Passage given:
┄┄┄┄┄┄┄┄┄┄
X-men ’92 #5 is a comic that had me cackling early in the issue, only to audible gasp come the book’s final pages. To say it’s a good comic is an understatement.

There’s been some online chatter than this book is too jokey at times. Granted there’s been an abundant amount of humor in this series, writers Chris Sims and Chad Bowers are definitely not afraid to get serious at times, which is shown in this issue. And it’s a nice throwback of sorts, as the nature of Storm (phrasing) and Beast’s conflict is something that’s been explored before in Fall of the Mutants/Inferno era of the X-men, and as recent as various X-Force revivals titles. The creative team have done nods like this before, but this is the first time it’s had so much depth to it, and I’m feeling it.

Art wise, Alti Firmansyah is super expressive and animated, and letterer Travis Lanham does something really neat with their choice of fonts during on extended scene. The book has relied on nostalgia for jokes before, and in this particular instance, the lettering really helps sell the humor here. It’s a neat bit that I appreciated a bunch. Matt Milla’s colors are solid, especially when dealing with the Cyberspace craziness.

The second arc of X-men ’92 is a massive improvement over the mini series it followed, and I dug the hell out of that mini. Bower, Sims and the entire art team are given more room to breathe, and don’t have to worry about adhering to the rules of a crossover event. Free to tell their own stories, they turn the extreme up to 11, and gave us an arc that’s absolutely bonkers, yet incredibly enjoyable.

Spider-Woman_Vol_6_8_TextlessSpider-Woman #8

Dennis Hopeless, Javier Rodriguez, Alvardo Lopez

Marvel. $3.99

Hey look, Spider-Woman’s back. Well technically she never left, I just took a break due to Spider-Women crossover times.
┄┄┄┄┄┄┄┄┄┄
Data lines:
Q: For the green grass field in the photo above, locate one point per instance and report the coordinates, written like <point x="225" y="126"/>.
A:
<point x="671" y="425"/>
┄┄┄┄┄┄┄┄┄┄
Problems and tasks:
A - Can you swap "break" for "pause" in the comics review, beginning at the words "Dennis Hopeless, Javier" and stopping after "Spider-Women crossover times."?
B - Why, according to the comics review, is the second arc of X-men ’92 an improvement over the mini series before it? Answer in one to three sentences.
Work only from the comics review itself.

Exercise answers:
A -
Dennis Hopeless, Javier Rodriguez, Alvardo Lopez

Marvel. $3.99

Hey look, Spider-Woman’s back. Well technically she never left, I just took a pause due to Spider-Women crossover times.

B - Sims, Bowers and the art team have more room to breathe and don't have to follow the rules of a crossover event. Free to tell their own stories, they deliver an arc the reviewer calls bonkers yet incredibly enjoyable.